> **WHAT IS EXPECTED**
Please carry on the passage below about Sochi's Olympic rebuilding from the point where it stops.

These memories came back to me the other day, as we were driving at freeway speed down the coast along a new, perfectly illuminated, and surprisingly empty four-lane road toward the Olympic venues. An unrecognizable new Sochi in asphalt and concrete, now nicknamed "Putin's project," rose before us in the quiet evening light. The dust from Olympic construction had finally settled, along with the clanging, rasping noise of construction equipment, the daily sound track of the past four years. Sochi seemed still and deserted, as if the town itself was startled by its giant new facades, its massive bridges, its tunnels and roads.

This Friday, on the day of Olympic opening, Russia's state-owned Channel One will broadcast a film about the man who has taken full personal responsibility for transforming the city and bringing the world to Sochi: "I'm particularly pleased to see what's happening here because I personally chose this place," says President Vladimir Putin in the film. We have no reason to doubt him. So what are the subtexts, the personal motives, the secret codes revealed to us by the image of this new Sochi that owes its existence to the president?

> **PROVIDED DATA**
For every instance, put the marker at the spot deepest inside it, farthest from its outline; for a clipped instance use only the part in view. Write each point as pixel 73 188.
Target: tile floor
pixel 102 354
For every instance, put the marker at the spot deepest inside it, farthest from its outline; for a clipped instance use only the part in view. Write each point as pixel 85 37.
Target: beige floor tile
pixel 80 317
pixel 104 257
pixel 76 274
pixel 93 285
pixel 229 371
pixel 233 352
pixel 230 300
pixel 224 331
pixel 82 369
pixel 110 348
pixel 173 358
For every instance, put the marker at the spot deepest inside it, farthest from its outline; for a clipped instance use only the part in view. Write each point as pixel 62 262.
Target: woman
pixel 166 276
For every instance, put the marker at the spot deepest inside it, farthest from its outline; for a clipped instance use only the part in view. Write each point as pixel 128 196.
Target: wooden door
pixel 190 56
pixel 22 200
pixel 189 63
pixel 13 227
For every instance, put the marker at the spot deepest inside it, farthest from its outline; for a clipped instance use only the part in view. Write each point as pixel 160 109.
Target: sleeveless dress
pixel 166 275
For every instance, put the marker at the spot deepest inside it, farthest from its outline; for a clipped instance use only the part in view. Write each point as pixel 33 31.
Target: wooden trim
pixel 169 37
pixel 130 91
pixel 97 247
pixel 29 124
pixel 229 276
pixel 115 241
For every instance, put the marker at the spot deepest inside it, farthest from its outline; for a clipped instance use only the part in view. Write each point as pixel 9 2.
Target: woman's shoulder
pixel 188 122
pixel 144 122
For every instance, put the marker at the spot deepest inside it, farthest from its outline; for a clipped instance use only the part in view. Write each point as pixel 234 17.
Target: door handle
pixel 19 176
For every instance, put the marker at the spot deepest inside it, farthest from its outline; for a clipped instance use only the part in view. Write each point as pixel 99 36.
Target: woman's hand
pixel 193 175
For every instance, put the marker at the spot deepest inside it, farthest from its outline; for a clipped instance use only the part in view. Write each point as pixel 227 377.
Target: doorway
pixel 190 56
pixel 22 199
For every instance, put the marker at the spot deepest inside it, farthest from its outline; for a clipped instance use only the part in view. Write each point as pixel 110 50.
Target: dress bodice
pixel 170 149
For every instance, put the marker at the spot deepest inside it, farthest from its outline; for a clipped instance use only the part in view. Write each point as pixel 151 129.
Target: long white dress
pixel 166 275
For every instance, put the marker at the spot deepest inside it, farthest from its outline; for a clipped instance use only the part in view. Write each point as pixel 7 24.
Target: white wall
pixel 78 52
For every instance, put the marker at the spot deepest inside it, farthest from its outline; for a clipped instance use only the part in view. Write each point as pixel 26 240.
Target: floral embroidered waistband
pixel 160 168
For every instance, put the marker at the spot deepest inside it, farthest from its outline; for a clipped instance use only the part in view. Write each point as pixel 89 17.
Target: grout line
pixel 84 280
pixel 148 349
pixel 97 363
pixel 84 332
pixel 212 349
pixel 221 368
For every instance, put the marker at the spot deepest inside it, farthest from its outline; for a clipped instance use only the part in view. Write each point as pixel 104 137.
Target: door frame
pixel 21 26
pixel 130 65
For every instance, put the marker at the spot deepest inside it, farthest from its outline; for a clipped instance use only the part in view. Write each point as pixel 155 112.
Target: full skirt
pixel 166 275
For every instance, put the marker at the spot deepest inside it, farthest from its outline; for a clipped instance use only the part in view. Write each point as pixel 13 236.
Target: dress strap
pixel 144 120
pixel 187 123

> **ANSWER TO THE EXERCISE**
Until recently, locals referred to Sochi as the country's main zdravnitsa, a healthy place to breathe, sunbathe, soak in sulfur baths, and rest your spirit and soul. Back when Putin's reign was just getting under way, the idea of coming to Sochi, a place strongly associated with Soviet-era tourism, looked relatively unattractive to Russians eager to take their first package trips to Egypt or Turkey. More recently, though, the cash being pumped into the world's most expensive Olympic construction project has drawn huge numbers of migrant workers, swelling the city's population by almost two-thirds, to half a million people. Moscow investors snatched up real estate in the historic downtown area, the suburbs, and the forests, while experts debated what would become of the place.

Local historian Sergei Shcherbakov has never welcomed the invasion of Moscow's money and power into Sochi's dreamy world. "Putin's Sochi has become Russia's Las Vegas, where, as if in a giant smelter, each square meter of Sochi's land has been either lost or turned into dollars," Shcherbakov told me recently. Alla Guseva, a manager of Sochi's historic museum, said that it's too early to forecast the fate of post-Olympic Sochi. "Stalin built a utopian but successful resort to show off Soviet happiness," she told me. "It's too early for us historians to predict Sochi's future. We'll have to let at least five years pass by before we can see whether the city continues to progress. For now its status is unclear."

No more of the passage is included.